### Written problem
Copy out these lines word for word, with nothing changed.

### Supplied material
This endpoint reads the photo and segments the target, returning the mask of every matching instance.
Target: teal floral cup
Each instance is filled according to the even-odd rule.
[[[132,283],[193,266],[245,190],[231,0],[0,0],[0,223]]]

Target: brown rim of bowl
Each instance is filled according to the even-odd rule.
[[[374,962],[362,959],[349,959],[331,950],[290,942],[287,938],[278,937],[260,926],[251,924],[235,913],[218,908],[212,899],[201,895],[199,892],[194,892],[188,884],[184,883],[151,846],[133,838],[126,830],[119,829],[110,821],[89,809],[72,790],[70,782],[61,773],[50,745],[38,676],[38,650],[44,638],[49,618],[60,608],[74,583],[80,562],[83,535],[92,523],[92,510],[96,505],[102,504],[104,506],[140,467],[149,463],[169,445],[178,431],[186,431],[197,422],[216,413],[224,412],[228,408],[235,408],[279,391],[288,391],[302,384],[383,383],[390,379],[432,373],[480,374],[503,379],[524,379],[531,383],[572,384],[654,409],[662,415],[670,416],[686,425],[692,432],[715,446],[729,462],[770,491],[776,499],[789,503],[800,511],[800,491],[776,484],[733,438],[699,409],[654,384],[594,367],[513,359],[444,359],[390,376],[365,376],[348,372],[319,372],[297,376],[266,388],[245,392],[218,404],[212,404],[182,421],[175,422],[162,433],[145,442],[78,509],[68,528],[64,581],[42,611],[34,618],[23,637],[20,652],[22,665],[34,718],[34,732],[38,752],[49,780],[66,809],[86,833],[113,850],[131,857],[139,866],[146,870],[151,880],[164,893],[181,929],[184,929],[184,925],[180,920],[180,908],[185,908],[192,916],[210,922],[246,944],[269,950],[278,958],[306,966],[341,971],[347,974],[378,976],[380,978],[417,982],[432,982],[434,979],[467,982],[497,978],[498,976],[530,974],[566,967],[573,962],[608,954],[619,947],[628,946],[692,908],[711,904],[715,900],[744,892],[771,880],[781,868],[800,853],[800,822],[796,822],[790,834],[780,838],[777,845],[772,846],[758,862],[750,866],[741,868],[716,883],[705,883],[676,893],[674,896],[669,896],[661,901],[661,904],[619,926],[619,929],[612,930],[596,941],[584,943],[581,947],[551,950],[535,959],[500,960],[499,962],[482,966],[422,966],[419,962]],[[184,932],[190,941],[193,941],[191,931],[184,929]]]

### Solution to the problem
This endpoint reads the photo and segments the target, returning the mask of every matching instance.
Target: teal floral cup
Each instance is filled according to the even-odd rule.
[[[132,283],[193,266],[245,190],[231,0],[0,0],[0,223]]]

Target: brown rim of bowl
Each instance is filled according to the even-odd rule.
[[[374,962],[362,959],[349,959],[331,950],[290,942],[287,938],[278,937],[260,926],[251,924],[235,913],[218,908],[212,899],[201,895],[199,892],[194,892],[188,884],[184,883],[151,846],[133,838],[126,830],[119,829],[110,821],[89,809],[72,790],[70,782],[61,773],[50,745],[38,676],[38,650],[44,638],[49,618],[60,608],[74,583],[80,562],[83,535],[92,523],[92,510],[96,505],[102,504],[104,506],[140,467],[149,463],[169,445],[178,431],[186,431],[197,422],[216,413],[224,412],[228,408],[235,408],[279,391],[288,391],[302,384],[383,383],[390,379],[432,373],[480,374],[503,379],[524,379],[531,383],[572,384],[654,409],[662,415],[670,416],[686,425],[692,432],[715,446],[729,462],[770,491],[776,499],[789,503],[800,511],[800,491],[776,484],[733,438],[699,409],[654,384],[594,367],[513,359],[444,359],[390,376],[365,376],[348,372],[319,372],[297,376],[266,388],[245,392],[218,404],[212,404],[182,421],[175,422],[162,433],[145,442],[78,509],[68,528],[64,581],[42,611],[34,618],[23,637],[20,652],[22,665],[34,718],[34,732],[38,752],[49,780],[66,809],[86,833],[113,850],[131,857],[139,866],[146,870],[151,880],[164,893],[181,929],[184,929],[184,925],[180,920],[180,908],[185,908],[192,916],[210,922],[246,944],[269,950],[278,958],[306,966],[341,971],[347,974],[378,976],[380,978],[417,982],[432,982],[434,979],[467,982],[497,978],[498,976],[530,974],[566,967],[573,962],[608,954],[619,947],[628,946],[692,908],[711,904],[715,900],[744,892],[771,880],[781,868],[800,853],[800,822],[796,822],[790,834],[780,838],[777,845],[772,846],[758,862],[750,866],[741,868],[716,883],[705,883],[676,893],[674,896],[669,896],[661,901],[661,904],[619,926],[619,929],[612,930],[596,941],[584,943],[581,947],[551,950],[535,959],[500,960],[499,962],[482,966],[422,966],[419,962]],[[184,932],[190,941],[193,941],[191,931],[184,929]]]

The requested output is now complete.